◆ **WHAT YOU NEED TO DO**
- a) Rewrite the stretch of the newspaper excerpts from "The Jersey City" through "of the Negro.", with "petition" in place of "protest".
- b) Answer these questions from the newspaper excerpts:
(i) Which newspaper says it "can understand and sympathize" with the signers?
(ii) According to the Jersey City Journal, what do Negroes in the North usually get?
(iii) In the New York World passage, how is Booker Washington's birth described?

◆ **DOCUMENT SECTION**
'''
The Jersey City Journal says Negroes can vote in the North, they are educated in the North, they are only partially restricted in residence, they usually get equal pay for equal work, and the “objection to having colored people in residence sections is natural.”
The Chicago Tribune “can understand and sympathize” with the signers of the protest, but points out that the positions occupied by the signers themselves show the progress of the Negro.
The New York World says:
“Undeniably, the black population of the United States has just grievances. So also has the white population in the United States. Race prejudice is here as it is in Europe, and blacks are not the only sufferers. There is brutal tyranny in industry, but the blacks are not the only victims. There are social limitations that are cruel and inexcusable, but the blacks are not the only ones against whom the gates are shut.
“This is a world in which true men give and take. It is a world in which all must make allowances. It is a world in which, after all, men are judged not so much by race or nationality or possessions as by personal merit. Otherwise, how could a Booker Washington, born a Virginia slave, have ‘stood before kings’ and associated for the greater part of his life with the earth’s greatest and best?
'''
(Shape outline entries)
'''
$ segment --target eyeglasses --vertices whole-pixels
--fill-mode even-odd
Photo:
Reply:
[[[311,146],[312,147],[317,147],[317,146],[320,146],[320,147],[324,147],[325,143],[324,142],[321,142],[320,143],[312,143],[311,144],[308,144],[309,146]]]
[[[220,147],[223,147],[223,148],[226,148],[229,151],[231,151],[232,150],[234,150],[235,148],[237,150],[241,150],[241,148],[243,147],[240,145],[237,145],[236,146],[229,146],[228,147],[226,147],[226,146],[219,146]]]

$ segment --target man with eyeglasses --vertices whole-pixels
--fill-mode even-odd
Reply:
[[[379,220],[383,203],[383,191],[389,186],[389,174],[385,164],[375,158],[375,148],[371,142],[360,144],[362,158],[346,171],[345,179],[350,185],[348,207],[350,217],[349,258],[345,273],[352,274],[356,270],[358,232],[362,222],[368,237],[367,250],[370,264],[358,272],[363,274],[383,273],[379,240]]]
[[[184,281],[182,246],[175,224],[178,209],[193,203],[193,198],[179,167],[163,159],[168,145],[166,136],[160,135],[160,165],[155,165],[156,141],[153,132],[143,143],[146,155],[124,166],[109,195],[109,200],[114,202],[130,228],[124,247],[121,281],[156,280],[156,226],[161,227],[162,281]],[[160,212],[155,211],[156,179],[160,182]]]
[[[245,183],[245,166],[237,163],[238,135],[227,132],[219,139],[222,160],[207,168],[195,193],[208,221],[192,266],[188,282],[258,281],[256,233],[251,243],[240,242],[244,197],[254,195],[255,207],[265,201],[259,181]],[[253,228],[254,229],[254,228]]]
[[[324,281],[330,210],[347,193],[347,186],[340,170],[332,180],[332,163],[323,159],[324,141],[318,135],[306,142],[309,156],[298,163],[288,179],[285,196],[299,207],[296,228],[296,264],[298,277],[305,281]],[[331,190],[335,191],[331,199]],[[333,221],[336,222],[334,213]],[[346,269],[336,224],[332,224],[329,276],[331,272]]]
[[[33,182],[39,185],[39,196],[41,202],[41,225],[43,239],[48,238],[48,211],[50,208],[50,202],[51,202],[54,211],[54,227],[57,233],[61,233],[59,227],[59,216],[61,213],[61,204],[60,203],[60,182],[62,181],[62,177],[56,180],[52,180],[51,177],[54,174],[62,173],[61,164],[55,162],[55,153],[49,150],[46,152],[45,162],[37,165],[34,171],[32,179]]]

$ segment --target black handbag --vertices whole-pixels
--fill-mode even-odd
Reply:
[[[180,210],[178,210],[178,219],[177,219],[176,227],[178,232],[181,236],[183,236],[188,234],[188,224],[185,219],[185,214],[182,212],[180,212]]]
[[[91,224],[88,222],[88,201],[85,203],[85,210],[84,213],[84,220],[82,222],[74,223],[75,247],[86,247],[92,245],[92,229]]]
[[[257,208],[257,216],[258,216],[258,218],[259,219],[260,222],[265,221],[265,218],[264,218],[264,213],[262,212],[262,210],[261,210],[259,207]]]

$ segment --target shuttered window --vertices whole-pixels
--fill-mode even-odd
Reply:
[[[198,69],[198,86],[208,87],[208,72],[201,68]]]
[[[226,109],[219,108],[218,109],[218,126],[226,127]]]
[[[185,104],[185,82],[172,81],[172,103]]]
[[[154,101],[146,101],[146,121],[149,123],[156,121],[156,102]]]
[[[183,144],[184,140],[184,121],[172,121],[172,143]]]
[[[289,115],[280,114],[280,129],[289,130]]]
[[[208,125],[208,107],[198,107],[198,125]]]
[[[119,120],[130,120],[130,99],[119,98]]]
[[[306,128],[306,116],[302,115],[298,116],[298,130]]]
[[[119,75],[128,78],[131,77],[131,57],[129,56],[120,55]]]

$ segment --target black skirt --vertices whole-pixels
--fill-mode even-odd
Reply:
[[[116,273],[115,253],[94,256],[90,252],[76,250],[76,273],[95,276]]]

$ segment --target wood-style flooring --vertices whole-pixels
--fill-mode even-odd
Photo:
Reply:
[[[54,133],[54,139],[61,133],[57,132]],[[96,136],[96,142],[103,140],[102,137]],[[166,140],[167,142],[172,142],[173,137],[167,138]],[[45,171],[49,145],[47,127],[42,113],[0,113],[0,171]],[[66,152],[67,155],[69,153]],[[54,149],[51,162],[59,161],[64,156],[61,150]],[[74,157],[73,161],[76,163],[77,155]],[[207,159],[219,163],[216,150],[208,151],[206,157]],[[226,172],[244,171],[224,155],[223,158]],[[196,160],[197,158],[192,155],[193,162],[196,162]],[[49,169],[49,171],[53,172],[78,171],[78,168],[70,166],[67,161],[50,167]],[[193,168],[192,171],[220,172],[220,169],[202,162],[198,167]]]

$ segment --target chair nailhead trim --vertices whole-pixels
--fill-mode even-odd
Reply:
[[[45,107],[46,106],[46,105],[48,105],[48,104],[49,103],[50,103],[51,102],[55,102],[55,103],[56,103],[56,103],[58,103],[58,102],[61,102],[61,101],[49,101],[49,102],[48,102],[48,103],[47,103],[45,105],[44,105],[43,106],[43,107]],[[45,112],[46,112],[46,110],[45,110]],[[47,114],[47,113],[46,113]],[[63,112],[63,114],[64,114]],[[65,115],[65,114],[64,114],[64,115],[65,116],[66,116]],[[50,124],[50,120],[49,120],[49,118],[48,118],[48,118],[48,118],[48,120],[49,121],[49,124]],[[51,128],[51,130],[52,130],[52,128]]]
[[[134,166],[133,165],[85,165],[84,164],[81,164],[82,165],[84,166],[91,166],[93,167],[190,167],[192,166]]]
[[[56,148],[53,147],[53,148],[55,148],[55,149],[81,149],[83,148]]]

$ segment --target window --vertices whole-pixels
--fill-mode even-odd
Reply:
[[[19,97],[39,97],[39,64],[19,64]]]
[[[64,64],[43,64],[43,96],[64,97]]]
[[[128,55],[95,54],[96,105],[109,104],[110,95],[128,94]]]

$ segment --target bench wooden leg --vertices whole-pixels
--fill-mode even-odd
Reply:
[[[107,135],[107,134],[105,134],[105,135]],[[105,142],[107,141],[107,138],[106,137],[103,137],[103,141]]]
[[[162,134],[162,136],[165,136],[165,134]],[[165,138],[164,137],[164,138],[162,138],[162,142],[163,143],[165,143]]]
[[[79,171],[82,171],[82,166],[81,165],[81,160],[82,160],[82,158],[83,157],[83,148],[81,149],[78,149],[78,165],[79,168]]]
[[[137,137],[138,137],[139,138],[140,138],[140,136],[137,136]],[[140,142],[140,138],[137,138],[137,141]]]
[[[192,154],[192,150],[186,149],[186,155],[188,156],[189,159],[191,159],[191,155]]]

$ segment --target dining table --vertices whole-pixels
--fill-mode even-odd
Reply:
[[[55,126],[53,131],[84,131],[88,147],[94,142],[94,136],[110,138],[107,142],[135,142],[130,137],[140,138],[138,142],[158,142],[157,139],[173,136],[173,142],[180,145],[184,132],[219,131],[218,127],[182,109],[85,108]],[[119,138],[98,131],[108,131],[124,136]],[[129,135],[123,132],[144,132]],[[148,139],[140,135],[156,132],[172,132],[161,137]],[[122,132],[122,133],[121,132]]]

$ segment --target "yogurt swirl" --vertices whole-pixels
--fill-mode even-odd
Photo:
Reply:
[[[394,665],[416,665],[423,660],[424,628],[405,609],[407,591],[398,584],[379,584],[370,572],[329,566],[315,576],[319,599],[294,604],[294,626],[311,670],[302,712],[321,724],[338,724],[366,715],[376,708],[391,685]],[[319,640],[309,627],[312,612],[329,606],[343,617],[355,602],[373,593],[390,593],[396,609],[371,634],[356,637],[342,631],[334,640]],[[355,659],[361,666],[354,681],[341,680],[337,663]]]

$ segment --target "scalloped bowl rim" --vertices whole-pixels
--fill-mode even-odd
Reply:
'''
◆ **TASK SOLUTIONS**
- a)
The Jersey City Journal says Negroes can vote in the North, they are educated in the North, they are only partially restricted in residence, they usually get equal pay for equal work, and the “objection to having colored people in residence sections is natural.”
The Chicago Tribune “can understand and sympathize” with the signers of the petition, but points out that the positions occupied by the signers themselves show the progress of the Negro.

- b)
(i) The Chicago Tribune.
(ii) Equal pay for equal work.
(iii) He was born a Virginia slave.